### TASK STATEMENT
Write out exactly, please, the lines from the one containing "of the eyeglasses" to the end of the material.

....

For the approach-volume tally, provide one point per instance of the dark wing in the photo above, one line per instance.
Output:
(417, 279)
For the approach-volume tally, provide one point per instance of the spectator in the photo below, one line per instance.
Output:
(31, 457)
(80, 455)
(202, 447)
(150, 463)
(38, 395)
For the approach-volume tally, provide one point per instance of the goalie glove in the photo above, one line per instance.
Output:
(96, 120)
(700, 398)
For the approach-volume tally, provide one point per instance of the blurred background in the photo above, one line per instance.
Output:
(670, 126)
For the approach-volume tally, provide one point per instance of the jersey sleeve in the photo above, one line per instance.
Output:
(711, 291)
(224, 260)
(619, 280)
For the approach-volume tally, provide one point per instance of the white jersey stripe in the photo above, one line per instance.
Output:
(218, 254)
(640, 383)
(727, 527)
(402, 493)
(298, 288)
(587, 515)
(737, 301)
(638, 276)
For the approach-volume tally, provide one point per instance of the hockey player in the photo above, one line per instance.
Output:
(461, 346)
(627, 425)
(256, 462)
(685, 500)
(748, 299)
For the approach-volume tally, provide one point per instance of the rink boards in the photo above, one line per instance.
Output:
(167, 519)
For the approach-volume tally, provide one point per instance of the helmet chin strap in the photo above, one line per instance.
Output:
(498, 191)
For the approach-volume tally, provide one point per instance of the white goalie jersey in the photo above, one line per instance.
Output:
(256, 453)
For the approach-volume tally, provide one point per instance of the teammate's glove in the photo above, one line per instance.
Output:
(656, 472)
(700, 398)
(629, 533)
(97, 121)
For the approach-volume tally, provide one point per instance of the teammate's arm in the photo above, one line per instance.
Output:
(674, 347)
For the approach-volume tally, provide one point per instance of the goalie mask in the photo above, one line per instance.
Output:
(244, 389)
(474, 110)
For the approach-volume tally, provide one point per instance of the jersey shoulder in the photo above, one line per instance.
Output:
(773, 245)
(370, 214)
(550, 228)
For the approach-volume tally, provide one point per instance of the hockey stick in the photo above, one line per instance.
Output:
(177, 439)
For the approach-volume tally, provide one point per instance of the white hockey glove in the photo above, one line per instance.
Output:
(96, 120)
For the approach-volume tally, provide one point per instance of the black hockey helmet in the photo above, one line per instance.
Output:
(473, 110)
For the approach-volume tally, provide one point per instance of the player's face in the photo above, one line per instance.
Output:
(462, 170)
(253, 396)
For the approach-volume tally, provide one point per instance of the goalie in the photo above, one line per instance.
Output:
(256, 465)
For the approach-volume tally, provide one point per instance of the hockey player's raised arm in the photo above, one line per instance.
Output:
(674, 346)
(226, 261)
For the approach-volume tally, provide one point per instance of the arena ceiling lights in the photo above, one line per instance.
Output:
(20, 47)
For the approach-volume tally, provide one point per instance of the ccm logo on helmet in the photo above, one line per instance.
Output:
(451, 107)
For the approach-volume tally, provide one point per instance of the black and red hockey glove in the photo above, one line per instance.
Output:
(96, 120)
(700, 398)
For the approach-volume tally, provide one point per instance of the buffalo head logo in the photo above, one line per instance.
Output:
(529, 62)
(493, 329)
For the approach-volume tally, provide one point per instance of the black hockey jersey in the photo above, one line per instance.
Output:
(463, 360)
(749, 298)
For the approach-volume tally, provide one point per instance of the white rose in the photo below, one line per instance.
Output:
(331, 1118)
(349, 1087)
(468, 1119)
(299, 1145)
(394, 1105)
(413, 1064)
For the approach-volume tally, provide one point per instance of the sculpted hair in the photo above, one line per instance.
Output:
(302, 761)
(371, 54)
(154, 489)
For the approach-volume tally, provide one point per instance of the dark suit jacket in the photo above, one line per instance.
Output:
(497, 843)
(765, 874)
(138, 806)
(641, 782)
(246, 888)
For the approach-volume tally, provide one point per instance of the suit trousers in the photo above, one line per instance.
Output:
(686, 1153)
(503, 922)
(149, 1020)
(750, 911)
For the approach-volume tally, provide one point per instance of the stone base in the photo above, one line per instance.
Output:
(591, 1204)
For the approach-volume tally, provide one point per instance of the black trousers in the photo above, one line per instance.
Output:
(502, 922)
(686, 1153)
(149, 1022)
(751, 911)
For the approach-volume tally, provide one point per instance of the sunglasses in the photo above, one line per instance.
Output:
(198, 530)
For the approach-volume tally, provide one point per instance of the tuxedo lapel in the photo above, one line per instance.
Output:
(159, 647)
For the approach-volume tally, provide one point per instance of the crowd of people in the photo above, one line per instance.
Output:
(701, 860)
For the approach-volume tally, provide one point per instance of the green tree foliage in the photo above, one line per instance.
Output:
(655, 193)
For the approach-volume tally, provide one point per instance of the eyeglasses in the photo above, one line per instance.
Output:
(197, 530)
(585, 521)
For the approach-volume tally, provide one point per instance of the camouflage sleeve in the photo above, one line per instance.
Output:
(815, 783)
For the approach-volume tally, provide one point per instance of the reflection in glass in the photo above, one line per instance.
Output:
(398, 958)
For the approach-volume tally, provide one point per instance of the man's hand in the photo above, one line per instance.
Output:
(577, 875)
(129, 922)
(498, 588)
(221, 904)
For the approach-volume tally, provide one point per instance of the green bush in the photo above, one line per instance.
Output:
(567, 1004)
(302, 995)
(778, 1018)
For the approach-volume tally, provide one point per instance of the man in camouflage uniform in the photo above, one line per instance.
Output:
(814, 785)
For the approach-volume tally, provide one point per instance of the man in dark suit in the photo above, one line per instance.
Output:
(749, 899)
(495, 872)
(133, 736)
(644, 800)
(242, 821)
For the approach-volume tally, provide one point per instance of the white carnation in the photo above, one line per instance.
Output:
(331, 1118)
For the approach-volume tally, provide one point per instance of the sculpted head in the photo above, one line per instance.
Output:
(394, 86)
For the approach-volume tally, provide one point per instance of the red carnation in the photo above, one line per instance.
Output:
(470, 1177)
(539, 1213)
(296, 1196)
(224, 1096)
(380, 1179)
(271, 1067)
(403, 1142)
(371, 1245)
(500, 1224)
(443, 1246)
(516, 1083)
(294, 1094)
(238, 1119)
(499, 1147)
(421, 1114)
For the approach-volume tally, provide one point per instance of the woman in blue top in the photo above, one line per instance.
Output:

....

### EXERCISE OUTPUT
For the approach-volume tally, provide one point per instance of the eyeglasses in the photo above, one line per instance.
Output:
(197, 530)
(585, 521)
For the approach-volume tally, provide one point per instance of the camouflage sleeve in the photo above, one line per instance.
Output:
(815, 783)
For the approach-volume tally, provide one point per instance of the reflection in glass in the photo above, one line per instance.
Output:
(398, 958)
For the approach-volume tally, provide one point per instance of the man's hand in the photo above, one line per instance.
Output:
(577, 875)
(129, 922)
(498, 588)
(221, 904)
For the approach-volume tally, provide one point per instance of the green bush in the photo above, one line per instance.
Output:
(567, 1004)
(302, 995)
(778, 1018)
For the approach-volume tally, provide one point per instance of the man in camouflage uniform in the photo above, one line per instance.
Output:
(814, 785)
For the approach-volume tally, provide one point per instance of the man in dark suit in the photo above, one line per instance.
Output:
(749, 899)
(495, 872)
(133, 736)
(644, 800)
(242, 821)
For the approach-volume tally, provide one point per instance of the white carnation in the photo above, one line per instance.
Output:
(331, 1118)
For the approach-volume tally, provide one point per instance of the sculpted head in the photo above, one line per instance.
Output:
(394, 86)
For the approach-volume tally, provide one point per instance of the red carnation in the photo above, one line per instance.
Output:
(470, 1177)
(539, 1213)
(296, 1196)
(224, 1096)
(380, 1179)
(271, 1067)
(403, 1142)
(371, 1245)
(500, 1224)
(443, 1246)
(516, 1083)
(294, 1094)
(238, 1119)
(499, 1147)
(421, 1114)
For the approach-volume tally, provide one point per instance of the woman in blue top in the photo above, one line per instance.
Output:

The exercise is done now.